-- begin DATA FOR PROCESSING --
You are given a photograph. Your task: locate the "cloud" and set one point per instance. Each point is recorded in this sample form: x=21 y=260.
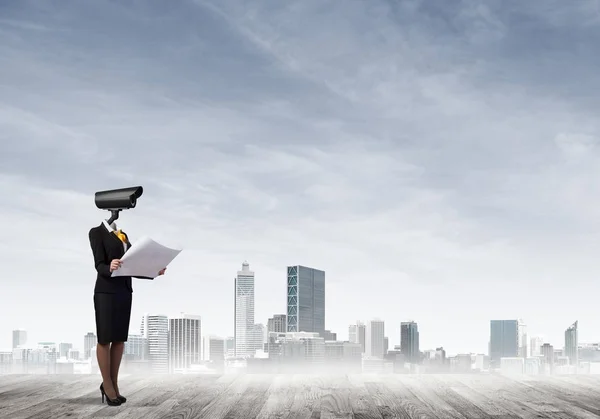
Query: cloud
x=436 y=160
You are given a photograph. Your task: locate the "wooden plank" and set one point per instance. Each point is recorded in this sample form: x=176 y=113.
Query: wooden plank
x=484 y=401
x=307 y=398
x=202 y=396
x=253 y=399
x=335 y=401
x=434 y=394
x=388 y=404
x=218 y=407
x=362 y=404
x=280 y=400
x=38 y=396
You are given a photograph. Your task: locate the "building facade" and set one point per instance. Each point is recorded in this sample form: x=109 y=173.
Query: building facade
x=375 y=339
x=409 y=341
x=572 y=344
x=19 y=338
x=244 y=312
x=357 y=333
x=89 y=341
x=185 y=341
x=277 y=323
x=155 y=328
x=305 y=300
x=504 y=340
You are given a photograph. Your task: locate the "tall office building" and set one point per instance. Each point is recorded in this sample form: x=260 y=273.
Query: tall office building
x=375 y=338
x=305 y=300
x=136 y=348
x=357 y=334
x=229 y=347
x=19 y=338
x=89 y=342
x=185 y=341
x=277 y=323
x=409 y=342
x=505 y=340
x=547 y=351
x=535 y=345
x=572 y=344
x=258 y=337
x=214 y=349
x=155 y=328
x=63 y=349
x=244 y=312
x=524 y=350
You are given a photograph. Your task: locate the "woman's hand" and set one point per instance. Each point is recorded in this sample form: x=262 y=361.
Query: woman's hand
x=115 y=264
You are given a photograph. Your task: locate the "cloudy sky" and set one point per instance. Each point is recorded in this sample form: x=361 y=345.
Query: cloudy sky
x=439 y=160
-- end DATA FOR PROCESSING --
## WHAT TO PRODUCE
In the records above, find the line containing "form: x=176 y=113."; please retype it and every line after it through the last line, exactly and with nothing else.

## FULL OUTPUT
You are given a photograph. Your task: locate the "wooden plank" and set one point per instance. Each point is recorded in this sample form: x=176 y=113.
Query: wooden plank
x=484 y=401
x=307 y=398
x=202 y=396
x=253 y=399
x=335 y=401
x=434 y=394
x=388 y=404
x=218 y=407
x=362 y=404
x=280 y=400
x=38 y=396
You are given a photograph. Your task: locate the "building facade" and set one point per instance. Each point is recorded in this sample form: x=109 y=173.
Query: building facade
x=375 y=339
x=409 y=341
x=572 y=344
x=19 y=338
x=244 y=312
x=357 y=333
x=89 y=341
x=185 y=341
x=277 y=323
x=155 y=328
x=305 y=300
x=504 y=340
You are given a photograph. Your task: locate the "tall office building" and set one point per instance. Each point is recorded in this sample form: x=260 y=273.
Query: tall office building
x=375 y=338
x=305 y=300
x=136 y=348
x=357 y=334
x=229 y=347
x=19 y=338
x=89 y=342
x=185 y=341
x=277 y=323
x=409 y=342
x=505 y=340
x=547 y=351
x=535 y=345
x=572 y=344
x=258 y=337
x=214 y=349
x=155 y=328
x=63 y=349
x=244 y=312
x=524 y=350
You are given a photograph. Your task: locate the "woman's hand" and set one point per instance. Each point is recorded in this sample form: x=262 y=361.
Query: woman's hand
x=115 y=264
You are given a photograph. Your task: locate the "cloudy sky" and set one point per instance. Each point is recorded in this sample form: x=361 y=345.
Query: cloudy sky
x=439 y=160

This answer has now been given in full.